• **STATED GOAL**:
Return each of the lines below that has the word "free" in it.

Records from a data collection
• • •

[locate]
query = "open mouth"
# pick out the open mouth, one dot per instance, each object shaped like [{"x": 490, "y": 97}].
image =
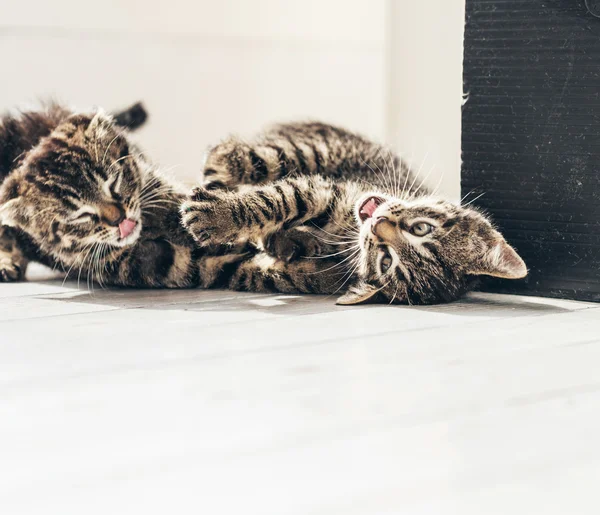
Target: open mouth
[{"x": 368, "y": 207}]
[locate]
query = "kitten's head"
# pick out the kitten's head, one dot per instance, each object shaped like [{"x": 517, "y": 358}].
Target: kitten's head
[
  {"x": 425, "y": 251},
  {"x": 80, "y": 186}
]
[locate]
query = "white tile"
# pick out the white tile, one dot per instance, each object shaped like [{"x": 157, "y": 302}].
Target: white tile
[{"x": 219, "y": 402}]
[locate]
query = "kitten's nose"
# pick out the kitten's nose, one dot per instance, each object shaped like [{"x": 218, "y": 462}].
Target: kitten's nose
[
  {"x": 379, "y": 220},
  {"x": 112, "y": 214},
  {"x": 383, "y": 228}
]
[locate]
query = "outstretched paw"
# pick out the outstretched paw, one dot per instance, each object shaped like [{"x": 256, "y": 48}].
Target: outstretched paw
[
  {"x": 10, "y": 271},
  {"x": 292, "y": 244},
  {"x": 208, "y": 217}
]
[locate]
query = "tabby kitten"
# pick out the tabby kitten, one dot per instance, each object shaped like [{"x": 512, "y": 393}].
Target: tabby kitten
[
  {"x": 78, "y": 195},
  {"x": 324, "y": 193}
]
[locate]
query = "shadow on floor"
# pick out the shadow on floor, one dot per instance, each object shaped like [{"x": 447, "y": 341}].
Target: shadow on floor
[{"x": 477, "y": 304}]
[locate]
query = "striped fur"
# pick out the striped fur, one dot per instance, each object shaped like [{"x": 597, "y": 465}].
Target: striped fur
[
  {"x": 69, "y": 180},
  {"x": 299, "y": 191}
]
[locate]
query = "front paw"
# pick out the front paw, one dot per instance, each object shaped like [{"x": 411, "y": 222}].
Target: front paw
[
  {"x": 10, "y": 271},
  {"x": 208, "y": 217}
]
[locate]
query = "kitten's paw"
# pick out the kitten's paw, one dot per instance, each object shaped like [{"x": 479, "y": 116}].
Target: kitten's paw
[
  {"x": 292, "y": 244},
  {"x": 207, "y": 216},
  {"x": 10, "y": 271}
]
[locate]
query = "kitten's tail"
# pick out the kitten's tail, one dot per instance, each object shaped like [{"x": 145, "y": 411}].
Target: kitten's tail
[{"x": 133, "y": 117}]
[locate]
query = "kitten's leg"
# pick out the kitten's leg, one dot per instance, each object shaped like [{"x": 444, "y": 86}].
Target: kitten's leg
[
  {"x": 234, "y": 162},
  {"x": 162, "y": 264},
  {"x": 291, "y": 244},
  {"x": 275, "y": 155},
  {"x": 219, "y": 217},
  {"x": 13, "y": 263},
  {"x": 266, "y": 274}
]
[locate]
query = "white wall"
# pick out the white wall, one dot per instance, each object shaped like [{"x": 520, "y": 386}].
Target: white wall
[
  {"x": 425, "y": 58},
  {"x": 390, "y": 69},
  {"x": 204, "y": 68}
]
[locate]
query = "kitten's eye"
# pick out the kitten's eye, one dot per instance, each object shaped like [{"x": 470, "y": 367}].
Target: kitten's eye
[
  {"x": 386, "y": 262},
  {"x": 421, "y": 229}
]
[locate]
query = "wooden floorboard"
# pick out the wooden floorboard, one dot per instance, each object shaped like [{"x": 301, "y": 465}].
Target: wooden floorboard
[{"x": 123, "y": 401}]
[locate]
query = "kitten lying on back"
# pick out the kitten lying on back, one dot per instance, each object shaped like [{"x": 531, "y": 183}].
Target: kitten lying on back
[{"x": 326, "y": 194}]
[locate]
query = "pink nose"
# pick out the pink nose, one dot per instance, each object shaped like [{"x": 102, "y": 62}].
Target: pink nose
[{"x": 126, "y": 227}]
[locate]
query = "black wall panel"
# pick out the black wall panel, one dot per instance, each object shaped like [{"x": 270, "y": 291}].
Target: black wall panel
[{"x": 531, "y": 136}]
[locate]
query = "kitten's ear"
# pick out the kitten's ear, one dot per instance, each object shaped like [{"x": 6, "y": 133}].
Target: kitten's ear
[
  {"x": 97, "y": 122},
  {"x": 132, "y": 118},
  {"x": 357, "y": 294},
  {"x": 501, "y": 260}
]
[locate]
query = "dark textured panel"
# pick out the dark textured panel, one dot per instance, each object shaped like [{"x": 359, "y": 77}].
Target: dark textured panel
[{"x": 531, "y": 136}]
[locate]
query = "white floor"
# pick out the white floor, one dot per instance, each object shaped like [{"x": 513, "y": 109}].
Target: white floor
[{"x": 177, "y": 402}]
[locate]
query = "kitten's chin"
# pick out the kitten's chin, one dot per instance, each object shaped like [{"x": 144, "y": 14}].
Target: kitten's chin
[
  {"x": 366, "y": 206},
  {"x": 130, "y": 239}
]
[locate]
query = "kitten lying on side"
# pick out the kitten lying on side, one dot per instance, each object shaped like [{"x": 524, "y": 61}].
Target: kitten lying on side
[
  {"x": 320, "y": 192},
  {"x": 78, "y": 195}
]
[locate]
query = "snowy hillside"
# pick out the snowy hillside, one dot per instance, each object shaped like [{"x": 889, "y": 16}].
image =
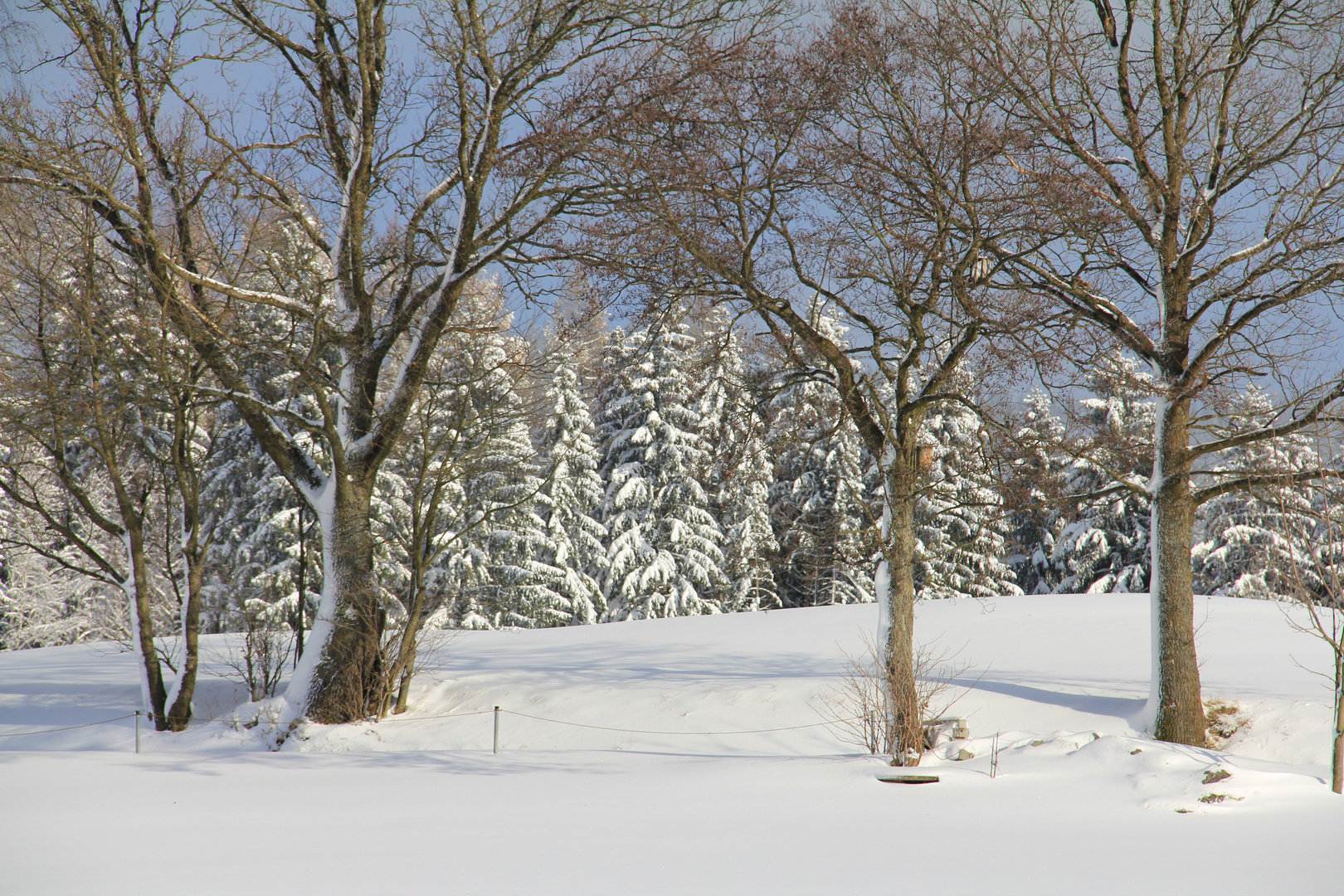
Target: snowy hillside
[{"x": 587, "y": 796}]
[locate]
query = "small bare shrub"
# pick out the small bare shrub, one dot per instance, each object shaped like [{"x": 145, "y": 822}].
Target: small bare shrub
[
  {"x": 266, "y": 650},
  {"x": 860, "y": 709}
]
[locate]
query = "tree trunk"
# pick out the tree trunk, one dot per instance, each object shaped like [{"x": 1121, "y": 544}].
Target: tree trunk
[
  {"x": 1337, "y": 752},
  {"x": 179, "y": 713},
  {"x": 138, "y": 592},
  {"x": 898, "y": 638},
  {"x": 347, "y": 676},
  {"x": 1176, "y": 692}
]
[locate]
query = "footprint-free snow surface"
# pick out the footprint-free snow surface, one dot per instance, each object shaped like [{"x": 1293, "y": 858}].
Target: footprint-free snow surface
[{"x": 616, "y": 774}]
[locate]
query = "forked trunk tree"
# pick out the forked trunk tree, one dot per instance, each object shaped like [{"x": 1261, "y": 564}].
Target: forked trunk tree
[
  {"x": 398, "y": 179},
  {"x": 854, "y": 173}
]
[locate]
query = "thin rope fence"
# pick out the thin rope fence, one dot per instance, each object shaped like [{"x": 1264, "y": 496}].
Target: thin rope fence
[
  {"x": 700, "y": 733},
  {"x": 47, "y": 731},
  {"x": 460, "y": 715}
]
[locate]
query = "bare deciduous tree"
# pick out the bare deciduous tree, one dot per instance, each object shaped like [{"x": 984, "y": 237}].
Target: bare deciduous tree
[
  {"x": 403, "y": 179},
  {"x": 1213, "y": 134},
  {"x": 863, "y": 173}
]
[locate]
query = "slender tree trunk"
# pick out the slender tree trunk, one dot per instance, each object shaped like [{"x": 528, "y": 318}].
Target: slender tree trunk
[
  {"x": 407, "y": 650},
  {"x": 1337, "y": 752},
  {"x": 1177, "y": 702},
  {"x": 347, "y": 677},
  {"x": 179, "y": 713},
  {"x": 143, "y": 620},
  {"x": 898, "y": 642}
]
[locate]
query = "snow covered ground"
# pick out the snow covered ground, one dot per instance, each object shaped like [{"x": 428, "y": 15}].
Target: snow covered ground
[{"x": 1082, "y": 804}]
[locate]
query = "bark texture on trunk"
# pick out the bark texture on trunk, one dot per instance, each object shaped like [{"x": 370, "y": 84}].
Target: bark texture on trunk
[
  {"x": 1337, "y": 752},
  {"x": 347, "y": 680},
  {"x": 908, "y": 724},
  {"x": 179, "y": 713},
  {"x": 144, "y": 633},
  {"x": 1181, "y": 709}
]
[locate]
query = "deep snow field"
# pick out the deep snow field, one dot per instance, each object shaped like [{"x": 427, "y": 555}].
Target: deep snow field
[{"x": 1082, "y": 802}]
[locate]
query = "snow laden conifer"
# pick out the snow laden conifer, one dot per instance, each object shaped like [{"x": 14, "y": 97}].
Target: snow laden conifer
[
  {"x": 663, "y": 543},
  {"x": 960, "y": 522},
  {"x": 1253, "y": 542},
  {"x": 817, "y": 501},
  {"x": 741, "y": 468},
  {"x": 1105, "y": 547},
  {"x": 499, "y": 571},
  {"x": 572, "y": 494}
]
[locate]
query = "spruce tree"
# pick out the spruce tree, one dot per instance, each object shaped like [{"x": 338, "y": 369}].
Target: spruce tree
[
  {"x": 663, "y": 540},
  {"x": 572, "y": 494},
  {"x": 960, "y": 522},
  {"x": 817, "y": 501},
  {"x": 1105, "y": 546},
  {"x": 1253, "y": 542}
]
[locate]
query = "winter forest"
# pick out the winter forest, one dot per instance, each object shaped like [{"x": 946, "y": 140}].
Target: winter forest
[{"x": 346, "y": 325}]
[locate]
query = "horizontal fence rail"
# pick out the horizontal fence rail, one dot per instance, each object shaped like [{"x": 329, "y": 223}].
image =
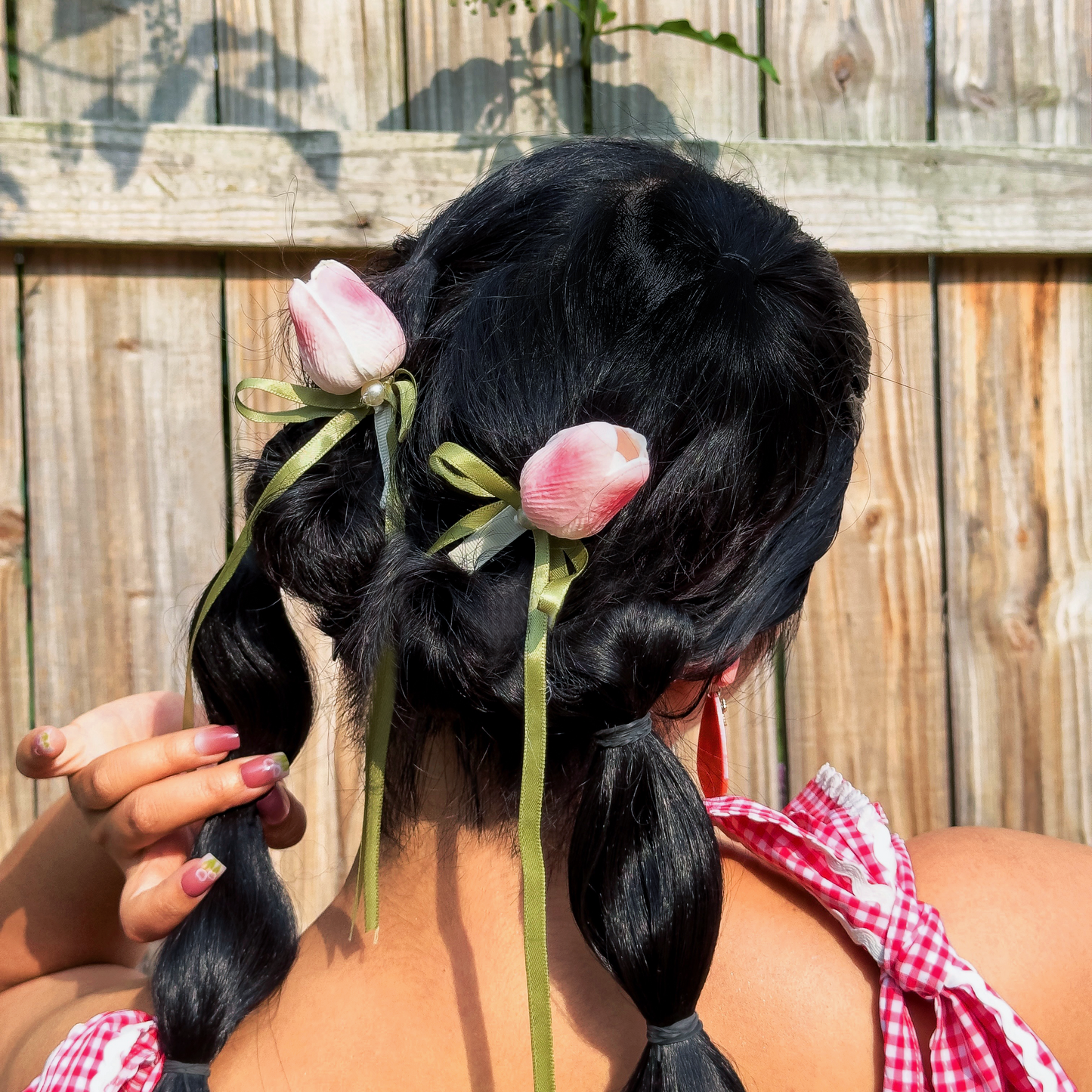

• • •

• **REPLY TO THE TASK**:
query = "footprint-free snow surface"
# pick out the footprint-free snow surface, one dot per instance, each object shaped like [{"x": 1293, "y": 858}].
Target: footprint-free snow surface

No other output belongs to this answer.